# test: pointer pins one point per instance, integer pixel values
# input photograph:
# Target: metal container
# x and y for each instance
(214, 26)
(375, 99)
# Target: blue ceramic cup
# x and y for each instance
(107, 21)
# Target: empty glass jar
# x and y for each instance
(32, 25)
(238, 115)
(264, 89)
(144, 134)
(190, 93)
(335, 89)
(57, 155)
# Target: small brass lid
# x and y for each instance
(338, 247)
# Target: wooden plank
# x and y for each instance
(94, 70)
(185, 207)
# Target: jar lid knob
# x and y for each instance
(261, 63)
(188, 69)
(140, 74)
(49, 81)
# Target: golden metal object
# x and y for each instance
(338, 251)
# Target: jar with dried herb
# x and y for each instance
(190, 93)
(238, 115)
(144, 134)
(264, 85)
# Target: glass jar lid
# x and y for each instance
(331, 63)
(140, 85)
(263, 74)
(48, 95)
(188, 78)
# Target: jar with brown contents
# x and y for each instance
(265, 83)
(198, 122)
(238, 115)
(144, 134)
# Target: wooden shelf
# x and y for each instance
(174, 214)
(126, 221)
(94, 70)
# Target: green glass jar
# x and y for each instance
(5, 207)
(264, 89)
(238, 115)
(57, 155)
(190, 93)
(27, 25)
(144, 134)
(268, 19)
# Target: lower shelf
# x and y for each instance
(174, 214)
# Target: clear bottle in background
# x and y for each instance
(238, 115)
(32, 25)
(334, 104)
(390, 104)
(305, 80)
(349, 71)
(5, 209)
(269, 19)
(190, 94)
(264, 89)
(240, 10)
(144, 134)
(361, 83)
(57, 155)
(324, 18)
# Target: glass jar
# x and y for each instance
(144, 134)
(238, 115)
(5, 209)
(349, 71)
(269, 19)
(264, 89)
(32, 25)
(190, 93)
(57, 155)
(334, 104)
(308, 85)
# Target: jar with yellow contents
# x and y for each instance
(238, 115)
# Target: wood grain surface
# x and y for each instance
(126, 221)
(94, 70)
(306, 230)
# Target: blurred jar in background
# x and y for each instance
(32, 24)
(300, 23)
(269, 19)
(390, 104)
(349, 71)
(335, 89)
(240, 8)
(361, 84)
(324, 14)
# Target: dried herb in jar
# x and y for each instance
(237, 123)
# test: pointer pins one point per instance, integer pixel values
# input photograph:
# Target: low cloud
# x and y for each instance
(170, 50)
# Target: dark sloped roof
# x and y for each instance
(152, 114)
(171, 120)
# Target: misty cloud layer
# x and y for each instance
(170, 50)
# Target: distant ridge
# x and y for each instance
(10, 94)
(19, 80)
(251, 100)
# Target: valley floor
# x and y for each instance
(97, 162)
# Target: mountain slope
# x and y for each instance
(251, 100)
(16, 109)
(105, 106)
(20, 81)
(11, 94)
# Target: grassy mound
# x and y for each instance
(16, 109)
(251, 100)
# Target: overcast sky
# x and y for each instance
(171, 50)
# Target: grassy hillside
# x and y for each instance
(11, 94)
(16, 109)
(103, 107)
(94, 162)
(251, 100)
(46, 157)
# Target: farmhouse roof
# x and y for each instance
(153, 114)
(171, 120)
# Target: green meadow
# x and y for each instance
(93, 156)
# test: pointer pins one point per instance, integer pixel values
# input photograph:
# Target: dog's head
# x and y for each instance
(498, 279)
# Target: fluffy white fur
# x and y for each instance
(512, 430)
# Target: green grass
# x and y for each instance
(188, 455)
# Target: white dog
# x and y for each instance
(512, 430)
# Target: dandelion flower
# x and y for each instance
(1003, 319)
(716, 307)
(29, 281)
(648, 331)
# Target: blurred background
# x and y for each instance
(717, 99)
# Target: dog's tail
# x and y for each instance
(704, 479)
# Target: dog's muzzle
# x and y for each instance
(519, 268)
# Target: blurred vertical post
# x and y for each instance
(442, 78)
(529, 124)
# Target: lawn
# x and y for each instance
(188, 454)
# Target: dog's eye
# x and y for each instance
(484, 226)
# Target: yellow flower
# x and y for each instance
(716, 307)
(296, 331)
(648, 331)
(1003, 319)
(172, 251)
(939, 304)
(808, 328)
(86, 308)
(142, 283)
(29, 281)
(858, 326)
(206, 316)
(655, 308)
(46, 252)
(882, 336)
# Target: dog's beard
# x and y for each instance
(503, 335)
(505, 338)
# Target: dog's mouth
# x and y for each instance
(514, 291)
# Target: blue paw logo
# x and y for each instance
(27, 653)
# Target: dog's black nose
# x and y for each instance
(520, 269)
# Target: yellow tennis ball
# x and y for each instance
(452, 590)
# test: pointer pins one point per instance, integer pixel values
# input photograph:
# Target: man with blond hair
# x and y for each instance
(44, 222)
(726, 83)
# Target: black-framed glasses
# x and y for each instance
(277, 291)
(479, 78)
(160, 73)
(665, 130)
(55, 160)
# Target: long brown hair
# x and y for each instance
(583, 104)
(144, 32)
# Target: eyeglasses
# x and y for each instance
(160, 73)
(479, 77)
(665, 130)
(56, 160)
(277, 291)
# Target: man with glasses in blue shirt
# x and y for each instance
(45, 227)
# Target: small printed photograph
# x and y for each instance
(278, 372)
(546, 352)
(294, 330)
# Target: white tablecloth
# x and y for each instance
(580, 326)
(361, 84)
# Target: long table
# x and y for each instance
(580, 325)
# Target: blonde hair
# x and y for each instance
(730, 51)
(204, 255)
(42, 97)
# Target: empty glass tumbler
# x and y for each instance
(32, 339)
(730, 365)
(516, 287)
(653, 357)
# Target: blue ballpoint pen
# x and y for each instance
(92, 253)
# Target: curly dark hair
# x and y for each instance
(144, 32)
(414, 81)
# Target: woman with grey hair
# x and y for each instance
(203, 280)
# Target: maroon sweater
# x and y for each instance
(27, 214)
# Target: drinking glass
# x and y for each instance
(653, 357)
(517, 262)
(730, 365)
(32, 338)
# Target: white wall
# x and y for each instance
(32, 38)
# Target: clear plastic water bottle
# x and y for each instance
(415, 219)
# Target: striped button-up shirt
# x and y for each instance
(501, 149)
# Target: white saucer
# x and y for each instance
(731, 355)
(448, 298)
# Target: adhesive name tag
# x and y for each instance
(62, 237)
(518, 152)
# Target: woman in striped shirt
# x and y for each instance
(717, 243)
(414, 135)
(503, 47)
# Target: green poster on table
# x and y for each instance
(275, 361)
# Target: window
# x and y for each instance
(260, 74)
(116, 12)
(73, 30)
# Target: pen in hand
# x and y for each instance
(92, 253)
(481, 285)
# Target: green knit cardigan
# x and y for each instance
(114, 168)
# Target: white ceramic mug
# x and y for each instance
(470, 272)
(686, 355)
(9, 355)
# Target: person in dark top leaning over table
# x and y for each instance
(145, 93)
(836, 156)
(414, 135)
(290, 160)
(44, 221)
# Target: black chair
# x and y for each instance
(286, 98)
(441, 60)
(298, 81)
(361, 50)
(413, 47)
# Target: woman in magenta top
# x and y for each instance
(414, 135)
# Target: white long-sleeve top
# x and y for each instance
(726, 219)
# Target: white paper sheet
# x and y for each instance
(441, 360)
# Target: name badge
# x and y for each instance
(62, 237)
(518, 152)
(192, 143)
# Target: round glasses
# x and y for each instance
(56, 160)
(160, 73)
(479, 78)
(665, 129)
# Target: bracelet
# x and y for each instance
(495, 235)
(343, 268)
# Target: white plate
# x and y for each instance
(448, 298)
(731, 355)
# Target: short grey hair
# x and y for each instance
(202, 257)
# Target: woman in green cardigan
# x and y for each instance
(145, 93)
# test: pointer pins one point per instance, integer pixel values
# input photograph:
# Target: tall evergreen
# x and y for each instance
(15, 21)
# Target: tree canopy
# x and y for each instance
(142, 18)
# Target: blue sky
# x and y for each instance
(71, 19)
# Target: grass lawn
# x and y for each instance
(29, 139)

——

Objetivo do exercício >>
Reproduza todo o material acima, linha por linha, sem alterar nada.

A solução >>
# test: pointer pins one point per instance, integer pixel values
# input photograph:
# Target: metal container
# x and y for each instance
(214, 26)
(375, 99)
# Target: blue ceramic cup
# x and y for each instance
(107, 21)
# Target: empty glass jar
# x and y for each instance
(32, 25)
(238, 115)
(264, 89)
(144, 134)
(190, 93)
(335, 89)
(57, 155)
# Target: small brass lid
# x and y for each instance
(338, 247)
# Target: wooden plank
# x and y for each instance
(94, 70)
(185, 207)
# Target: jar lid knob
# x and y for each instance
(261, 63)
(188, 69)
(140, 74)
(49, 81)
# Target: golden metal object
# x and y for each instance
(338, 251)
# Target: jar with dried herb
# x and y for each instance
(190, 93)
(238, 115)
(144, 134)
(264, 85)
# Target: glass jar lid
# x and y for each instance
(331, 63)
(140, 85)
(263, 74)
(48, 95)
(188, 78)
# Target: jar with brown contents
# x and y for each instance
(265, 83)
(198, 122)
(238, 115)
(144, 134)
# Target: wooden shelf
# x and y for each instance
(174, 214)
(126, 221)
(94, 70)
# Target: green glass jar
# x and y for each instance
(5, 207)
(264, 89)
(238, 115)
(57, 155)
(190, 93)
(27, 25)
(144, 134)
(268, 19)
# Target: lower shelf
# x and y for each instance
(174, 214)
# Target: clear bottle in background
# x and y for each instance
(238, 115)
(32, 25)
(334, 104)
(390, 104)
(305, 80)
(349, 71)
(5, 209)
(269, 19)
(190, 94)
(264, 89)
(240, 10)
(144, 134)
(361, 83)
(57, 155)
(324, 18)
# Target: glass jar
# x and y for each instance
(144, 134)
(238, 115)
(5, 209)
(349, 71)
(269, 19)
(264, 89)
(32, 25)
(190, 93)
(57, 155)
(334, 104)
(308, 85)
# Target: jar with yellow contents
# x and y for each instance
(238, 115)
# Target: wood grain surface
# x and y for each instance
(126, 221)
(94, 70)
(306, 230)
# Target: blurred jar in background
# x and y for each instance
(32, 24)
(300, 23)
(269, 19)
(390, 104)
(349, 71)
(335, 89)
(240, 8)
(361, 84)
(324, 14)
# Target: dried herb in jar
# x and y for each instance
(237, 123)
# test: pointer pins one point per instance, integer pixel values
# input photograph:
# Target: low cloud
# x and y for each instance
(170, 50)
# Target: dark sloped roof
# x and y for each instance
(152, 114)
(171, 120)
# Target: misty cloud layer
# x and y for each instance
(170, 50)
# Target: distant ridge
# x and y for each instance
(10, 94)
(19, 80)
(251, 100)
# Target: valley floor
# x and y for each instance
(97, 162)
# Target: mountain slope
# x and y for each instance
(251, 100)
(16, 109)
(105, 106)
(20, 81)
(11, 94)
# Target: grassy mound
# x and y for each instance
(16, 109)
(251, 100)
# Target: overcast sky
# x and y for each instance
(171, 50)
# Target: grassy hillside
# x and y for each instance
(11, 94)
(16, 109)
(103, 107)
(94, 162)
(251, 100)
(46, 157)
# Target: farmhouse roof
# x and y for each instance
(153, 114)
(171, 120)
# Target: green meadow
# x and y for each instance
(93, 156)
# test: pointer pins one point per instance, integer pixel values
# input photograph:
# Target: dog's head
# x and y for each instance
(498, 279)
# Target: fluffy white fur
# x and y for each instance
(512, 430)
# Target: green grass
# x and y for each instance
(188, 455)
# Target: white dog
# x and y for each instance
(512, 430)
# Target: dandelion flower
# x and y for each instance
(1003, 319)
(716, 307)
(29, 281)
(648, 331)
# Target: blurred background
# x and y for each instance
(717, 99)
# Target: dog's tail
# x and y for each instance
(704, 479)
# Target: dog's muzzle
# x and y for each instance
(519, 268)
# Target: blurred vertical post
# x and y for each instance
(442, 78)
(529, 124)
# Target: lawn
# x and y for each instance
(188, 454)
# Target: dog's eye
# x and y for each instance
(484, 226)
# Target: yellow flower
# x and y for each instance
(716, 307)
(296, 331)
(648, 331)
(1003, 319)
(172, 251)
(939, 304)
(808, 328)
(86, 308)
(142, 283)
(29, 281)
(858, 326)
(206, 316)
(655, 308)
(46, 252)
(882, 336)
# Target: dog's beard
# x and y for each instance
(503, 335)
(505, 338)
# Target: dog's mouth
# x and y for each instance
(514, 291)
# Target: blue paw logo
# x and y for each instance
(27, 653)
# Target: dog's black nose
# x and y for each instance
(520, 269)
# Target: yellow tennis ball
# x and y for each instance
(452, 590)
# test: pointer pins one point per instance, integer pixel values
# input photograph:
# Target: man with blond hair
# x and y for each instance
(44, 222)
(726, 83)
# Target: black-framed glasses
# x and y for each instance
(277, 291)
(479, 78)
(160, 73)
(665, 130)
(55, 160)
# Target: long brown hair
# x and y for each instance
(583, 104)
(144, 32)
# Target: eyeglasses
# x and y for each instance
(160, 73)
(479, 77)
(665, 130)
(56, 160)
(277, 291)
# Target: man with glasses in blue shirt
# x and y for each instance
(45, 227)
# Target: small printed photograph
# x and y for each instance
(278, 372)
(546, 352)
(294, 330)
# Target: white tablecloth
# x and y for each instance
(580, 326)
(361, 84)
# Target: long table
# x and y for each instance
(580, 325)
# Target: blonde hair
# x and y for each instance
(730, 51)
(204, 255)
(42, 97)
# Target: empty glass tumbler
# x and y for each instance
(32, 339)
(730, 365)
(516, 287)
(653, 357)
# Target: blue ballpoint pen
# x and y for each instance
(92, 253)
# Target: curly dark hair
# x and y for each instance
(144, 32)
(414, 81)
# Target: woman with grey hair
# x and y for each instance
(203, 280)
# Target: maroon sweater
# x and y for each instance
(27, 214)
# Target: drinking glass
# x and y for each instance
(653, 357)
(517, 262)
(730, 365)
(32, 338)
# Target: white wall
# x and y for each instance
(32, 38)
# Target: clear plastic water bottle
# x and y for each instance
(415, 219)
# Target: striped button-up shirt
# x and y for each instance
(501, 149)
# Target: white saucer
# x and y for each instance
(731, 355)
(448, 298)
# Target: adhesive name tag
# x and y for each instance
(62, 237)
(518, 152)
# Target: woman in striped shirt
# x and y for each instance
(717, 243)
(414, 135)
(503, 47)
# Target: green poster on table
# x and y for each instance
(275, 361)
# Target: window
# x and y for each instance
(260, 74)
(116, 12)
(73, 30)
# Target: pen in hand
# x and y for each instance
(92, 253)
(481, 285)
# Target: green knit cardigan
# x and y for each instance
(114, 168)
# Target: white ceramic mug
# x and y for each instance
(470, 272)
(686, 355)
(9, 355)
# Target: person in dark top leaning over table
# x and y for each instance
(145, 93)
(836, 156)
(414, 135)
(290, 160)
(44, 221)
# Target: black chair
# x and y for each instance
(286, 98)
(441, 60)
(298, 81)
(361, 50)
(413, 47)
# Target: woman in magenta top
# x and y for each instance
(414, 135)
# Target: white long-sleeve top
# x and y for each instance
(726, 219)
# Target: white paper sheet
# x and y for each instance
(441, 360)
# Target: name badge
# x and y for each instance
(62, 237)
(518, 152)
(192, 143)
# Target: round glasses
# x and y for each instance
(56, 160)
(160, 73)
(479, 78)
(665, 129)
# Target: bracelet
# x and y for each instance
(495, 235)
(343, 268)
# Target: white plate
# x and y for each instance
(448, 298)
(731, 355)
# Target: short grey hair
# x and y for each instance
(202, 257)
# Target: woman in green cardigan
# x and y for each instance
(145, 93)
# test: pointer pins one point per instance, integer pixel values
# input photograph:
# Target: tall evergreen
# x and y for each instance
(15, 21)
# Target: tree canopy
# x and y for each instance
(142, 18)
# Target: blue sky
# x and y for each instance
(71, 19)
# Target: grass lawn
# x and y for each instance
(29, 139)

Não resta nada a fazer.